> GIVEN TASK
Please rewrite the material from the line holding "Spot the chimney" through the line holding "295,107,317,127", inclusive, changing "chimney stack" to "rooftop chimney" and leaving everything else untouched.

> INPUT FOR THIS TASK
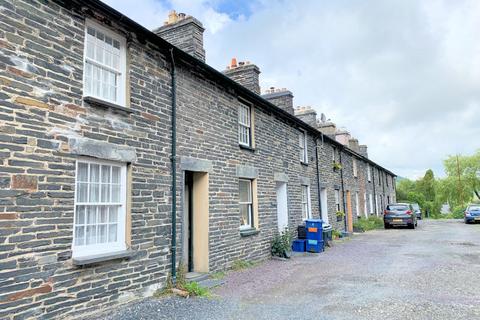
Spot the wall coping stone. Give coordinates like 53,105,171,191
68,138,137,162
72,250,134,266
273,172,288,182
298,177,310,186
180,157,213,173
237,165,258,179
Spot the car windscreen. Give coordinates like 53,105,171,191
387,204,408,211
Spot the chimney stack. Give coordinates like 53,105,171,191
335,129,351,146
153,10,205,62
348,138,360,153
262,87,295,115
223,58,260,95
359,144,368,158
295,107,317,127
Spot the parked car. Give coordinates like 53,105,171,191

---

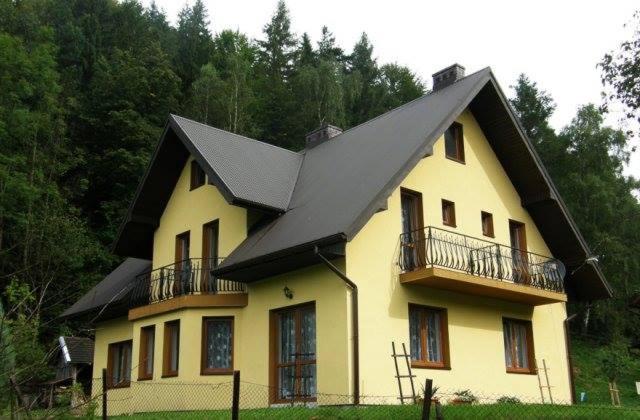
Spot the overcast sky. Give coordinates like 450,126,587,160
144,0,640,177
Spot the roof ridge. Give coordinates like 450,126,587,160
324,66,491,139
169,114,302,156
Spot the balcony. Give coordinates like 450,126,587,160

> FINAL RESULT
Spot the rooftop chimney. Give coordinates like 53,105,171,191
335,129,351,146
153,10,205,62
348,138,360,153
262,87,295,115
223,58,260,95
359,144,368,158
295,107,317,127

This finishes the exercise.